Given entries:
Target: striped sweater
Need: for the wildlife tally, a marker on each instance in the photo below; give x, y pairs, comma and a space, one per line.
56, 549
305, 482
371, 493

Task statement: Recast the material as a numbered list with one line per item, leaving out any blank lines.

Problem solution:
1. Target: striped sweater
2. Need: for the wildlife tally, a marker on each instance in the photo below; give x, y pairs, comma and a space, one per line.
3. 56, 549
4. 305, 482
5. 371, 493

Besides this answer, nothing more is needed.